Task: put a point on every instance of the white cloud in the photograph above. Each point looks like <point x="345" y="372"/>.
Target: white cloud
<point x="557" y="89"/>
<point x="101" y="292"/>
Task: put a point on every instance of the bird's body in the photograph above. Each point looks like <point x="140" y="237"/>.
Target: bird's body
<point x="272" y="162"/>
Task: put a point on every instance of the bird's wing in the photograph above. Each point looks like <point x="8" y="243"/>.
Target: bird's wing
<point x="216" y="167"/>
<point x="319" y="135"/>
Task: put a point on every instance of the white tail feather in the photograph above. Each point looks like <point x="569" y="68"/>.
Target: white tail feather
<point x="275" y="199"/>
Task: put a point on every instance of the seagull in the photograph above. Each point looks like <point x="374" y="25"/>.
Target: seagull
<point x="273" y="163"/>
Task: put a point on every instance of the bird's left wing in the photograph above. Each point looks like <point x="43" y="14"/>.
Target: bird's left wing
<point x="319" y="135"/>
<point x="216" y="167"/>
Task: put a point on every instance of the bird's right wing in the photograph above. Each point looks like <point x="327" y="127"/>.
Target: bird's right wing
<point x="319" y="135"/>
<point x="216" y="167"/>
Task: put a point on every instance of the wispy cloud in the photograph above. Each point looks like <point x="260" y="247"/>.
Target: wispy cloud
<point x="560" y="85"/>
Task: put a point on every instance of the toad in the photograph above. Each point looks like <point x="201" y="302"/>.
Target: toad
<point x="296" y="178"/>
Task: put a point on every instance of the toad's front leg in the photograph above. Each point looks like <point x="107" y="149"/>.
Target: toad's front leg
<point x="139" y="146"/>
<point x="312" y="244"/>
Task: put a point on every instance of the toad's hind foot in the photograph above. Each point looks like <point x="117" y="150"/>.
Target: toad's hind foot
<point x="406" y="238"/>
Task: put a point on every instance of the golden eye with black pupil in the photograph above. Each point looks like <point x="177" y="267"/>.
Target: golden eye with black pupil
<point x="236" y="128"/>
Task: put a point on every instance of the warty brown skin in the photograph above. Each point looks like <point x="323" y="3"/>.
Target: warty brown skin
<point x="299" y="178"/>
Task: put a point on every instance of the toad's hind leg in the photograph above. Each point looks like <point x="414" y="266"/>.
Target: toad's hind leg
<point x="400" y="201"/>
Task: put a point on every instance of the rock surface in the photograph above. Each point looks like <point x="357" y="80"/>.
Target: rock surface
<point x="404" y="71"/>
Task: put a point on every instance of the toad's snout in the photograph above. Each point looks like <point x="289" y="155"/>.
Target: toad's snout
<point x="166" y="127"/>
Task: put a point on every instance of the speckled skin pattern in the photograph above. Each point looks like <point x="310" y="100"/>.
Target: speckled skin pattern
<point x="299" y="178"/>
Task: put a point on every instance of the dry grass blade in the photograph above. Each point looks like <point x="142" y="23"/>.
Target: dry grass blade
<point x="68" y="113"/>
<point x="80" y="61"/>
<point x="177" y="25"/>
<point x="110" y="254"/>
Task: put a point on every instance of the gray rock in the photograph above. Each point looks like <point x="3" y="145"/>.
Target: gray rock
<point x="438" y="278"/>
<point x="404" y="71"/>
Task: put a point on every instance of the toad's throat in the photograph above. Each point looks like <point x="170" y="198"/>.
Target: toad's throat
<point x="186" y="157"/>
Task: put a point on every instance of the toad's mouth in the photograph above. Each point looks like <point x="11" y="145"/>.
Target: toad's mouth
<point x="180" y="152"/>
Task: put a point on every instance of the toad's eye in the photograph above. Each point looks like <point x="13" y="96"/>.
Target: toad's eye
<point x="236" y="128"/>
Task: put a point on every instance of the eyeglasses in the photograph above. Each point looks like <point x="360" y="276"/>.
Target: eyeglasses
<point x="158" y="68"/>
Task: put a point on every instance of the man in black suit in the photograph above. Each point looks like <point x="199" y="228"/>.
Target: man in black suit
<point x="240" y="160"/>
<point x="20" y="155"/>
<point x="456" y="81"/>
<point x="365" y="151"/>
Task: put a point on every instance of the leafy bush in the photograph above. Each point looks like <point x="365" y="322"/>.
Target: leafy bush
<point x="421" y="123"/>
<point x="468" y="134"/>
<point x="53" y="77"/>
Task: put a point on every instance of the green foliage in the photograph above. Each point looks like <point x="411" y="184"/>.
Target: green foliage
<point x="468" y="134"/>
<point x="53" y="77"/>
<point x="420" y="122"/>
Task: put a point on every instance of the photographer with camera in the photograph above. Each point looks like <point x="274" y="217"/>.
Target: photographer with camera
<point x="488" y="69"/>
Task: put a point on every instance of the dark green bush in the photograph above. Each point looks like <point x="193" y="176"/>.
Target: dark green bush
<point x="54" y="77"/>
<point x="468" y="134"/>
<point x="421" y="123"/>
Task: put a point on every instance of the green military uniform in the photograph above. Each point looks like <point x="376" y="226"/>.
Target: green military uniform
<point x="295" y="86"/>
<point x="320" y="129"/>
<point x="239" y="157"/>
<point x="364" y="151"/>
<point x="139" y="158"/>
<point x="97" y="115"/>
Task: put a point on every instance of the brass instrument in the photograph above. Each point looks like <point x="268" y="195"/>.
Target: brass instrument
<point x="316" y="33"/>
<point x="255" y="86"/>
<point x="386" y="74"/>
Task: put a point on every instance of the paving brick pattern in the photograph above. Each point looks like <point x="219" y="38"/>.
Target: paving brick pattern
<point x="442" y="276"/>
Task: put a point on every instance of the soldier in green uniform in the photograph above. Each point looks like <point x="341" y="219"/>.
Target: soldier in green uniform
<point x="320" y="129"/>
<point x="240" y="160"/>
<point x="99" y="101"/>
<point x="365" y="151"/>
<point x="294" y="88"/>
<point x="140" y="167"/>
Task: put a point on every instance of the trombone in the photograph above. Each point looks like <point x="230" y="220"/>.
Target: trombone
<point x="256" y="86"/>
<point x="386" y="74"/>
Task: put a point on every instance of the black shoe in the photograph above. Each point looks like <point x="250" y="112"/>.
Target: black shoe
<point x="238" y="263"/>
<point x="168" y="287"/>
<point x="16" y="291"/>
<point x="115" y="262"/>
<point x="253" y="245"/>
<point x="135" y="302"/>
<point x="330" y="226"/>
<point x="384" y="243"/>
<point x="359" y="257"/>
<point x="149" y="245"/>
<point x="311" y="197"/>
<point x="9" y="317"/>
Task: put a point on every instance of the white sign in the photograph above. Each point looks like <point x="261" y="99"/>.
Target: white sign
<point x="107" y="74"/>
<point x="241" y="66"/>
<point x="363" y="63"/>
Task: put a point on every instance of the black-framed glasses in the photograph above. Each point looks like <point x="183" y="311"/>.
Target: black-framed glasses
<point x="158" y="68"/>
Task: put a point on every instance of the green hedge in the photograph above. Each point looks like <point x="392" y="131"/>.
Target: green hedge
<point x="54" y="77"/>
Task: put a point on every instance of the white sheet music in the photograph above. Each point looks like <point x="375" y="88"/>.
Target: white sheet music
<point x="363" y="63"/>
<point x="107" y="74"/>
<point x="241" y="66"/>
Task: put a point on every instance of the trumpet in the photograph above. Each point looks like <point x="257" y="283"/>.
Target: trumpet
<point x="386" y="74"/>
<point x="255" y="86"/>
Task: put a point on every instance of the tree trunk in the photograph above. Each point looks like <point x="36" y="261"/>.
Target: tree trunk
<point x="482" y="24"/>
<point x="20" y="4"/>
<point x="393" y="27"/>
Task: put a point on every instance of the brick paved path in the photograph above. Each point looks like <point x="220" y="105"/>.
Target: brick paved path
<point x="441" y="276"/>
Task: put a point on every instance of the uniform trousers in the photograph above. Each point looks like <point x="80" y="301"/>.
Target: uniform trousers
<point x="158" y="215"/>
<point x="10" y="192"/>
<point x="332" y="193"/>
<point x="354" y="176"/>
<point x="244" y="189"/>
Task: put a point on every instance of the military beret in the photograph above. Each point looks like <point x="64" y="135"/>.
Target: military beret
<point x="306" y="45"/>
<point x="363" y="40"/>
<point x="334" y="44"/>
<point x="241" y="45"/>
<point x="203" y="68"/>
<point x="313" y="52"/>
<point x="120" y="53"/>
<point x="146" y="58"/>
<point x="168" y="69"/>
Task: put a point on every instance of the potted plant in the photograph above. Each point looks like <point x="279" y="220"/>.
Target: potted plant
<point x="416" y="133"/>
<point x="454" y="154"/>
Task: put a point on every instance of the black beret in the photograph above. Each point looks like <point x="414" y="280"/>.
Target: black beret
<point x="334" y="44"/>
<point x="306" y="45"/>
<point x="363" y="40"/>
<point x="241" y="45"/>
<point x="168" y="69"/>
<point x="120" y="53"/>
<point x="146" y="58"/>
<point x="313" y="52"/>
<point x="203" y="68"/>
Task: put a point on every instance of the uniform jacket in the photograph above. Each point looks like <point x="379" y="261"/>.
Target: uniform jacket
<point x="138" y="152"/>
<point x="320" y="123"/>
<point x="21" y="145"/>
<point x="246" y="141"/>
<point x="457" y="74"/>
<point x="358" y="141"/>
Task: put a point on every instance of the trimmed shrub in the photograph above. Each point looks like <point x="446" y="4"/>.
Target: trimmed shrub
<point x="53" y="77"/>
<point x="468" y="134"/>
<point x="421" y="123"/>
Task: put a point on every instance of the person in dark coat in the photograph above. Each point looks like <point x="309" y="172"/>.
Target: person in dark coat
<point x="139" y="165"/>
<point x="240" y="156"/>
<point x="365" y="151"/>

※ ※ ※

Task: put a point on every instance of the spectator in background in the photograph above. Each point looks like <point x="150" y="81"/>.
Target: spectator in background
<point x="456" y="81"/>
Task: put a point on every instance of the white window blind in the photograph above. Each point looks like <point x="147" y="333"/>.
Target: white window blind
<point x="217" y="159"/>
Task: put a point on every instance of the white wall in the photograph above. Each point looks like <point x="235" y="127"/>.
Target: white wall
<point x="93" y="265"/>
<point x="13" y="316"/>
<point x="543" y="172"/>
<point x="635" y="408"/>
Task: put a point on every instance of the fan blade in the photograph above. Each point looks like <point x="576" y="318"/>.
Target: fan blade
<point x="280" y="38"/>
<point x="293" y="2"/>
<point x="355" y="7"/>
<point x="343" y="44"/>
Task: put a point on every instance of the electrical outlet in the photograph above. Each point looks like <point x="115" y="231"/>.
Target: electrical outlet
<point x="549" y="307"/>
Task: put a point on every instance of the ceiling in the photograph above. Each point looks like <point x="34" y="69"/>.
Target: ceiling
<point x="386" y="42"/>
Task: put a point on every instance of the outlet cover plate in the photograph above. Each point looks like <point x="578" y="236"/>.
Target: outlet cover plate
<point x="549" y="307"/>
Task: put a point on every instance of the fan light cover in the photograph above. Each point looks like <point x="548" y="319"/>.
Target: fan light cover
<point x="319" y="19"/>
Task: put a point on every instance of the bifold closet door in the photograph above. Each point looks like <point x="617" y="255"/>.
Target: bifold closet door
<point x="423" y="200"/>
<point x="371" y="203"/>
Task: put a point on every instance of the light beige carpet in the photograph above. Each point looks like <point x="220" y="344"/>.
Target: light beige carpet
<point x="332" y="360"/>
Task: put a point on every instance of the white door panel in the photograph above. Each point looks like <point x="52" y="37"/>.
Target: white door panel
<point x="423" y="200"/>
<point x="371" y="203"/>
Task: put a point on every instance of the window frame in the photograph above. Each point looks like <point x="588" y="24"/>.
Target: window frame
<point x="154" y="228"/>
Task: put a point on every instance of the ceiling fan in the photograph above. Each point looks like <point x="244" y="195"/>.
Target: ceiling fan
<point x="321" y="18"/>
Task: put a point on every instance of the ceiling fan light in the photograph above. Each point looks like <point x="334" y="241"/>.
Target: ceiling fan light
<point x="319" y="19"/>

※ ※ ※

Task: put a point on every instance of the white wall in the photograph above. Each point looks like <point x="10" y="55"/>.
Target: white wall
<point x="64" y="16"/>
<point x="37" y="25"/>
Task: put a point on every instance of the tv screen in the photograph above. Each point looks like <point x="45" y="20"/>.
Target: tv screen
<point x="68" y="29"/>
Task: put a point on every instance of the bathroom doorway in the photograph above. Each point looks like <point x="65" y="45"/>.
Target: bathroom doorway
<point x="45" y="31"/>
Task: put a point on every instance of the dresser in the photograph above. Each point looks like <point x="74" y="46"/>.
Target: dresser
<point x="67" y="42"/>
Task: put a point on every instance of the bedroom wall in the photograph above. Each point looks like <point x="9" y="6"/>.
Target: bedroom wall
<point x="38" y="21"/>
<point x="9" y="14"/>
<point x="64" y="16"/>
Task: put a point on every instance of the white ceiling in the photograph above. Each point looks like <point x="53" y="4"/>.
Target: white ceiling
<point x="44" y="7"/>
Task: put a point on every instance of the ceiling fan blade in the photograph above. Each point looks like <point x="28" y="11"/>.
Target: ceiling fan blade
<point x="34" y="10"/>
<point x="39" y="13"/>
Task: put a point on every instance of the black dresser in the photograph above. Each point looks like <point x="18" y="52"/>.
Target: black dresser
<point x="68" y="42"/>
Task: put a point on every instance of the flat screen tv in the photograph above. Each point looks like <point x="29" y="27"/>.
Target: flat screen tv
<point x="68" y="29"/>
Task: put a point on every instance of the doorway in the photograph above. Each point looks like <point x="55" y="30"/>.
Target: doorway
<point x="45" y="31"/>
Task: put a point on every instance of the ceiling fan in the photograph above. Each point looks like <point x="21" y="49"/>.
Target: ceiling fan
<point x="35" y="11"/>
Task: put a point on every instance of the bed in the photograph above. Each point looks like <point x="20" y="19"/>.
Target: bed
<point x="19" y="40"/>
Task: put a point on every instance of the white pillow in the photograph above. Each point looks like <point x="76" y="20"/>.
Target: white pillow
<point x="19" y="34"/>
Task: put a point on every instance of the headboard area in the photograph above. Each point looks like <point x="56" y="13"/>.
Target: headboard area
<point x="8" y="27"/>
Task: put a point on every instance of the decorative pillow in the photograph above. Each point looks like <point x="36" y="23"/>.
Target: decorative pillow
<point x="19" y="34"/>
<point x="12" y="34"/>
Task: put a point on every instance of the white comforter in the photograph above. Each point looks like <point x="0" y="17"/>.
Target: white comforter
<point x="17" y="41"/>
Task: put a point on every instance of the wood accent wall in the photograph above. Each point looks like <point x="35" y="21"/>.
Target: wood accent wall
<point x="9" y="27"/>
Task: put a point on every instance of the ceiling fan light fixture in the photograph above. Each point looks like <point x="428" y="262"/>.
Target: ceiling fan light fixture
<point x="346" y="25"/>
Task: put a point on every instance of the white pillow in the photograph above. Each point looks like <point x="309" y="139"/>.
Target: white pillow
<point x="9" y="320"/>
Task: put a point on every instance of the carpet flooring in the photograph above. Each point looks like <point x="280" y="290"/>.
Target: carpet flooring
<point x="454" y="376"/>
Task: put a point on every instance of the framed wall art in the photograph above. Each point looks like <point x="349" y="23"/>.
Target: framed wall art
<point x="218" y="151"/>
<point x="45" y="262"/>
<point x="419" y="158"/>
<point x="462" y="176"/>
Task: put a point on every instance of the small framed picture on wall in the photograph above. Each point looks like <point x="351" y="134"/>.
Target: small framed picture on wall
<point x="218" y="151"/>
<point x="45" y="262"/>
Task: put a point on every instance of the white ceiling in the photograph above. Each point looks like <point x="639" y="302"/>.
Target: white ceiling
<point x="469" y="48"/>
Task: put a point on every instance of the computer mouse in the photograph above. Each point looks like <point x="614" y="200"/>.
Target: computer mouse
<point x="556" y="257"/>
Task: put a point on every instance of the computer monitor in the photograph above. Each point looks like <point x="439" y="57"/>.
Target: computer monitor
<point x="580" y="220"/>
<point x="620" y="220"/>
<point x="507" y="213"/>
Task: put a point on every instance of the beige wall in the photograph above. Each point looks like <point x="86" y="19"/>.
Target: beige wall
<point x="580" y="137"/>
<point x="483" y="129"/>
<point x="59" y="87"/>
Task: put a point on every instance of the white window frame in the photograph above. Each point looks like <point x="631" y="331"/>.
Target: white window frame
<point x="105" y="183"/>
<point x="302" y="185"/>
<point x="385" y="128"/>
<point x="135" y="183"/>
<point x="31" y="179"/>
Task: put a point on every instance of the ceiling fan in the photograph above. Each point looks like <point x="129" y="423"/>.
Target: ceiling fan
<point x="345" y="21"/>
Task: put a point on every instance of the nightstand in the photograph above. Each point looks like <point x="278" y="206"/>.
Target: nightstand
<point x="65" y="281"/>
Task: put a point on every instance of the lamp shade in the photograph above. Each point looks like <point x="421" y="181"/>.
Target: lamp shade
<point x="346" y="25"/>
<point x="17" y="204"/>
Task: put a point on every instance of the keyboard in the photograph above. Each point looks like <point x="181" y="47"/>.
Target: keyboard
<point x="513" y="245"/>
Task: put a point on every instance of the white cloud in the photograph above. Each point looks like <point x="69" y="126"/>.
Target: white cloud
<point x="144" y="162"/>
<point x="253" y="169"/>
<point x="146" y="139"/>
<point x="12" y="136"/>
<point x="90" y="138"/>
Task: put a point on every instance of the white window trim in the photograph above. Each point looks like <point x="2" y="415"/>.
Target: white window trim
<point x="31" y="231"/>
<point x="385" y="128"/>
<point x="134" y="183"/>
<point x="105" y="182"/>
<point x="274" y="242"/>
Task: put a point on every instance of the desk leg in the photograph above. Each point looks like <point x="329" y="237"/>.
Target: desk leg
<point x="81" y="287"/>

※ ※ ※

Taking the entries above, restate exactly those lines that fall between the line with "Target: trombone" and the line with "Task: put a point on every instance of the black shoe", keeping both of those lines too.

**ANSWER BOX:**
Target: trombone
<point x="256" y="86"/>
<point x="386" y="74"/>
Task: put a point on every instance of the black shoe in the photograph above. Each point looks like <point x="250" y="112"/>.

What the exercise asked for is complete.